- **Work required**: Reproduce the listing below character for character; drop every image.

## Begin Supplied material

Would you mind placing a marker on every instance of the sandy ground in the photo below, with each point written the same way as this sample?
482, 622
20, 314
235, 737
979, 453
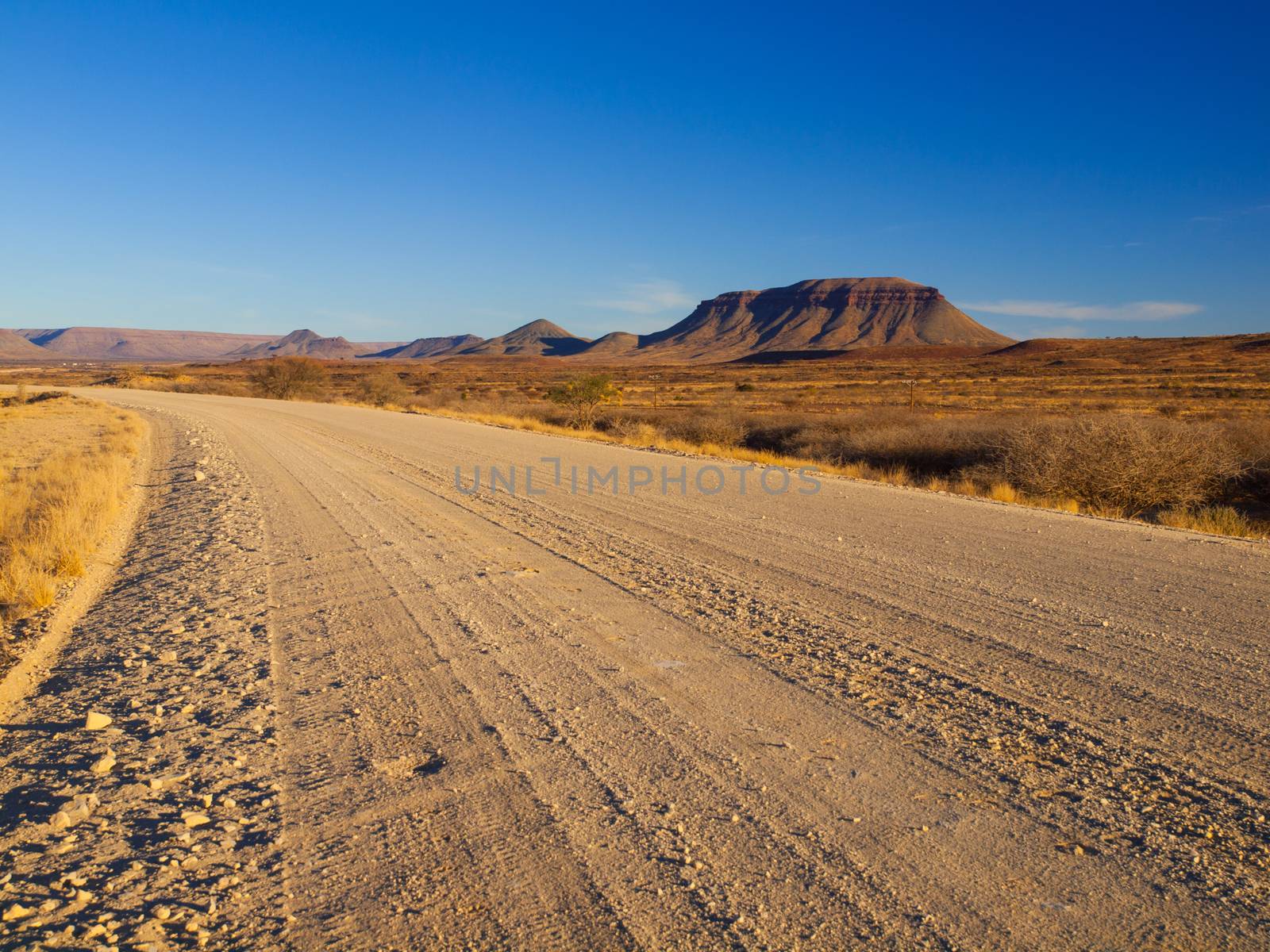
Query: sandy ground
867, 717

## End Supplied material

- **The reply**:
Would you mind placing a marker on every instance of the sandy ground in the photo below, with each point written the same way as this sample?
482, 622
20, 314
235, 737
979, 453
Query: sandy ground
867, 717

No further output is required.